▸ **DOCUMENT EXCERPT**:
At times, the film is almost preachy. While Carter believes in heaven after death, he did not speak of hell. He hinted of its "threat" though, by asking Edward - "What if you're wrong?" Good question though... What if? Would one be punished for not believing in a God, whom, if one believes in, also continually allows godless suffering to happen? Is such a God then perfect or just? Can such a God exist? The Buddha, also called a "teacher of humans and gods", realised that the existence of such a being in the universe is an illusion. Just as Edward spoke of faith in such a God being equivalent to believing in the reality of a "sugar plum fairy", Buddhists would respectfully consider the idea of God a "rabbit horn" - something imaginary; only in the mind - even if a comforting belief.

▸ **PROVIDED INFORMATION**:
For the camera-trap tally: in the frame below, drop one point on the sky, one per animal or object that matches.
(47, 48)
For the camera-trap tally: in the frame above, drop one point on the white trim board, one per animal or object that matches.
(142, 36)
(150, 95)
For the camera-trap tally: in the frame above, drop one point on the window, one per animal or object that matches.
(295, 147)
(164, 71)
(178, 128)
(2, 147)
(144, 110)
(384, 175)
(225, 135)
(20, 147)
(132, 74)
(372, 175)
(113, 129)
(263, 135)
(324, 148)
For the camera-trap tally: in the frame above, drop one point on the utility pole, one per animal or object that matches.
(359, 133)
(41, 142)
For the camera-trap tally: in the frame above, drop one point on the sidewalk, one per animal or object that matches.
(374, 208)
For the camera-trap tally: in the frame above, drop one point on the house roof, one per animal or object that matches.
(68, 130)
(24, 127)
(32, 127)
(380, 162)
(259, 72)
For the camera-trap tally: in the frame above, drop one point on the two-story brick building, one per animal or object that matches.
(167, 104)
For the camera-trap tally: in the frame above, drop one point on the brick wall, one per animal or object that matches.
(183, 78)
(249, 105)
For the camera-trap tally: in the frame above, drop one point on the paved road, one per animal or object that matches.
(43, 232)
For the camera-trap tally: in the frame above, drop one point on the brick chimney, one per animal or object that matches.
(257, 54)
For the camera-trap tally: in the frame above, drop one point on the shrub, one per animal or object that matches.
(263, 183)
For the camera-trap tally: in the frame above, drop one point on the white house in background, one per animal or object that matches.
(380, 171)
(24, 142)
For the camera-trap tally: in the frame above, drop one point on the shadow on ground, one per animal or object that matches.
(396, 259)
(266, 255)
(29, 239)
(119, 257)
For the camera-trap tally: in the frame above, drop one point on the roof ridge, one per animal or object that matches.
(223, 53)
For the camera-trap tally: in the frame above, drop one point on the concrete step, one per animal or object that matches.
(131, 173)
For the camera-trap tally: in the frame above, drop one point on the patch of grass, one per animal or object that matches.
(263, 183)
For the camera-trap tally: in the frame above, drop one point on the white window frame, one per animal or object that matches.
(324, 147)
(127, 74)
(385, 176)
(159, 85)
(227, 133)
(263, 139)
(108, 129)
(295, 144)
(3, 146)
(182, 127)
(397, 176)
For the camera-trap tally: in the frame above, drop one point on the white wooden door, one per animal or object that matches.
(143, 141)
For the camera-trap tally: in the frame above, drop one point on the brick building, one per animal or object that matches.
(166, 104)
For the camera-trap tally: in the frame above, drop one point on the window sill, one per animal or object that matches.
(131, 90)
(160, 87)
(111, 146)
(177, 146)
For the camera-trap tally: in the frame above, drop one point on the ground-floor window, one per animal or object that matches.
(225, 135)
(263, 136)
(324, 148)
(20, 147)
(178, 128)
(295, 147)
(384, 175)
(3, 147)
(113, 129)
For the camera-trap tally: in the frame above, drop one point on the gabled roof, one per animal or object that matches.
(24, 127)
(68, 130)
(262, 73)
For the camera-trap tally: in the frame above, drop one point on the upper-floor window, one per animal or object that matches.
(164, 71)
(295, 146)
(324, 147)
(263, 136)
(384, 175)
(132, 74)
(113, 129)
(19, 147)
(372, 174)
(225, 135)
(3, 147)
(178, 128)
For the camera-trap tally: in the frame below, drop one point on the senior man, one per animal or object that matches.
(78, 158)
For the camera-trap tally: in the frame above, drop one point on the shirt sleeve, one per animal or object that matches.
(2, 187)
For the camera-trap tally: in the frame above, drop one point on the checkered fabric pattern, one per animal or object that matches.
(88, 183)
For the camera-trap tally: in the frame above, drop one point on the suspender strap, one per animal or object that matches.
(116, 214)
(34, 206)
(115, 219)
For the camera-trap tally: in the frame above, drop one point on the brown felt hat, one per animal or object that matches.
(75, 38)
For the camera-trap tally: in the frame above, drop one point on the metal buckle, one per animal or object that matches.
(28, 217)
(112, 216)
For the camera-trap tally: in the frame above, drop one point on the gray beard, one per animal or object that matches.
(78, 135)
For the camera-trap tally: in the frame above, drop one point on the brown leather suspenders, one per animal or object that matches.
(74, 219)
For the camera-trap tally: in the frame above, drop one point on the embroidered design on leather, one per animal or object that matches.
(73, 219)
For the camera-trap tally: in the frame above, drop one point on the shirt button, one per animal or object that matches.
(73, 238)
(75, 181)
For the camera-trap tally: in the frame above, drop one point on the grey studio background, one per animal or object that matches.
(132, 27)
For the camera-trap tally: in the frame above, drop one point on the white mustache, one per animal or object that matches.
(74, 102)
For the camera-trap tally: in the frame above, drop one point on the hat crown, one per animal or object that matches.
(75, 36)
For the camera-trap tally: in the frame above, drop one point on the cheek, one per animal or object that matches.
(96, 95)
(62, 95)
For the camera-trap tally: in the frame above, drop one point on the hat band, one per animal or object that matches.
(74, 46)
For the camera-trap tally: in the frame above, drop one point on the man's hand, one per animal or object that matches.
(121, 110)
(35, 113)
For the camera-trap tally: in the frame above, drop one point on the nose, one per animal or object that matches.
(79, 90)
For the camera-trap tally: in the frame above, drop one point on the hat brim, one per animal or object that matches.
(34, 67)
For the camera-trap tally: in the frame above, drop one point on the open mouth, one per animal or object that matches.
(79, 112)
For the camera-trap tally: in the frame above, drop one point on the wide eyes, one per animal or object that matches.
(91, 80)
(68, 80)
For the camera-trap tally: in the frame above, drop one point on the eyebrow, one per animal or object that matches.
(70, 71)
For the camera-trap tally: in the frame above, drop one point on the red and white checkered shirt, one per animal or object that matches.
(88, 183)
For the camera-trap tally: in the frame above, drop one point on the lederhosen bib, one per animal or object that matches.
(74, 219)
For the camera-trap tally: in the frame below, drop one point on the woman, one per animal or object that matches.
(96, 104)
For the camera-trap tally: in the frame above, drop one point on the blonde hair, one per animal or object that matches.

▸ **WHAT YOU HAVE TO DO**:
Resume the film commentary on belief in God, starting right after its last sentence.

▸ **RESPONSE TO THE EXERCISE**:
Contrary to popular belief, it is possible to live a moral and fulfilling life without faith in God, as Edward later did. Genuine morality and true meaning, after all, is that realised from within - our Buddha-nature - not from anyone without. Carter had the misconception that not subscribing to faith in God meant the belief in a random universe. Buddhists, for instance, see the universe run by various cosmic laws of cause and effect - some of which are naturally cyclic, but capable of interacting with the law of karma, which "governs" morality. In fact, the belief in the natural dynamics of karma offers a greater sense of impartial moral "justice". If it is natural that we offer second chances to others instead of eternal condemnation, nature too offers second chances via rebirths.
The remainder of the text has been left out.